WHAT THE TASK REQUIRES: Search the records for the string "clicks" and copy every line in which it appears.

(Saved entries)
= Beginning of Section =

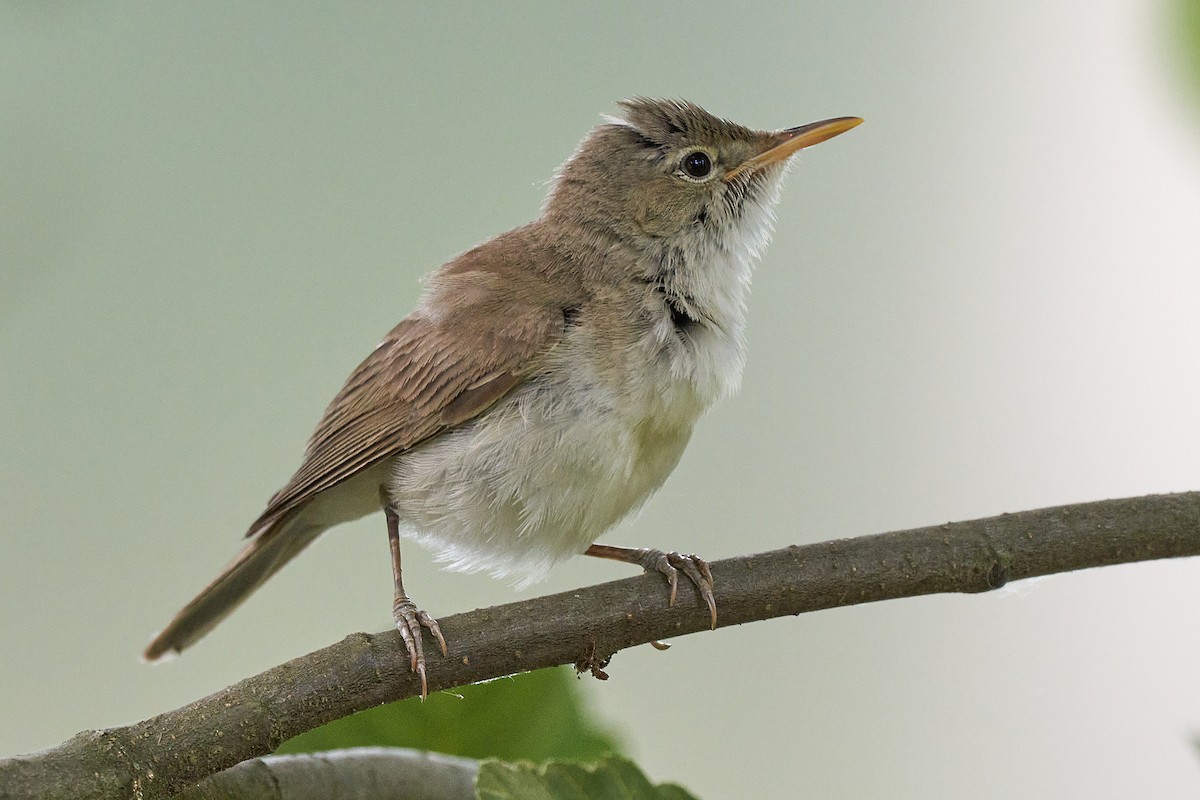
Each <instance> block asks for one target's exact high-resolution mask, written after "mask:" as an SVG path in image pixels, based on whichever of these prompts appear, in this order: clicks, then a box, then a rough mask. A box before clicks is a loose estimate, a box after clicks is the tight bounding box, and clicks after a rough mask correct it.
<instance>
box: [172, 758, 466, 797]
mask: <svg viewBox="0 0 1200 800" xmlns="http://www.w3.org/2000/svg"><path fill="white" fill-rule="evenodd" d="M478 774H479V762H475V760H472V759H469V758H458V757H456V756H444V754H442V753H426V752H421V751H419V750H407V748H404V747H349V748H347V750H336V751H332V752H328V753H304V754H301V756H266V757H264V758H254V759H252V760H248V762H242V763H241V764H238V765H236V766H230V768H229V769H227V770H224V771H222V772H217V774H216V775H211V776H209V777H206V778H204V780H203V781H200V783H199V784H197V786H193V787H191V788H190V789H185V790H184V792H181V793H180V794H178V795H176V800H228V798H238V800H328V798H337V799H338V800H474V798H475V776H476V775H478Z"/></svg>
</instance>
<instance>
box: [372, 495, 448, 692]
mask: <svg viewBox="0 0 1200 800" xmlns="http://www.w3.org/2000/svg"><path fill="white" fill-rule="evenodd" d="M379 497H380V498H382V499H383V513H384V516H385V517H386V518H388V545H390V546H391V571H392V575H394V576H395V578H396V600H395V601H392V603H391V615H392V619H395V620H396V630H397V631H400V638H402V639H403V640H404V646H406V648H408V656H409V658H410V664H409V666H410V668H412V670H413V672H415V673H416V674H418V675H420V676H421V699H422V700H424V699H425V696H426V694H427V693H428V686H427V684H426V680H425V648H424V646H422V645H421V626H422V625H424V626H425V627H427V628H430V632H431V633H432V634H433V637H434V638H436V639H437V640H438V644H439V645H442V656H443V657H445V655H446V640H445V639H444V638H443V637H442V628H440V627H438V621H437V620H436V619H433V618H432V616H430V615H428V614H427V613H425V612H422V610H421V609H419V608H418V607H416V604H415V603H414V602H413V601H412V600H409V599H408V595H407V594H404V579H403V577H402V576H401V570H400V517H398V516H397V515H396V512H395V511H394V510H392V507H391V504H390V503H389V501H388V495H386V493H385V491H384V489H383V487H380V488H379Z"/></svg>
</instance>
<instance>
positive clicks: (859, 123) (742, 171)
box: [725, 116, 863, 181]
mask: <svg viewBox="0 0 1200 800" xmlns="http://www.w3.org/2000/svg"><path fill="white" fill-rule="evenodd" d="M862 124H863V120H862V118H858V116H838V118H834V119H832V120H822V121H820V122H810V124H809V125H802V126H799V127H796V128H787V130H786V131H780V132H779V133H776V134H775V140H776V143H775V144H774V145H772V146H770V148H769V149H767V150H764V151H762V152H760V154H758V155H757V156H755V157H752V158H749V160H746V161H744V162H742V163H740V164H738V166H737V167H736V168H734V169H733V170H731V172H730V174H728V175H726V176H725V180H727V181H728V180H733V179H734V178H737V176H738V175H740V174H742V173H744V172H752V170H755V169H760V168H762V167H766V166H767V164H774V163H778V162H781V161H785V160H786V158H787V157H788V156H791V155H792V154H794V152H798V151H799V150H803V149H804V148H811V146H812V145H815V144H821V143H822V142H824V140H826V139H832V138H834V137H835V136H838V134H839V133H845V132H846V131H848V130H850V128H852V127H857V126H859V125H862Z"/></svg>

= End of Section =

SOLVED EXERCISE:
Each <instance> block asks for one target's exact high-resolution mask, written after "mask:" as an SVG path in image pixels, based on whichever of these prompts appear, in this order: clicks, then a box, then a rough mask. A box before clicks is a loose estimate, a box after clicks is the tight bounding box, and clicks after a rough mask correct it.
positive clicks: (859, 123) (742, 171)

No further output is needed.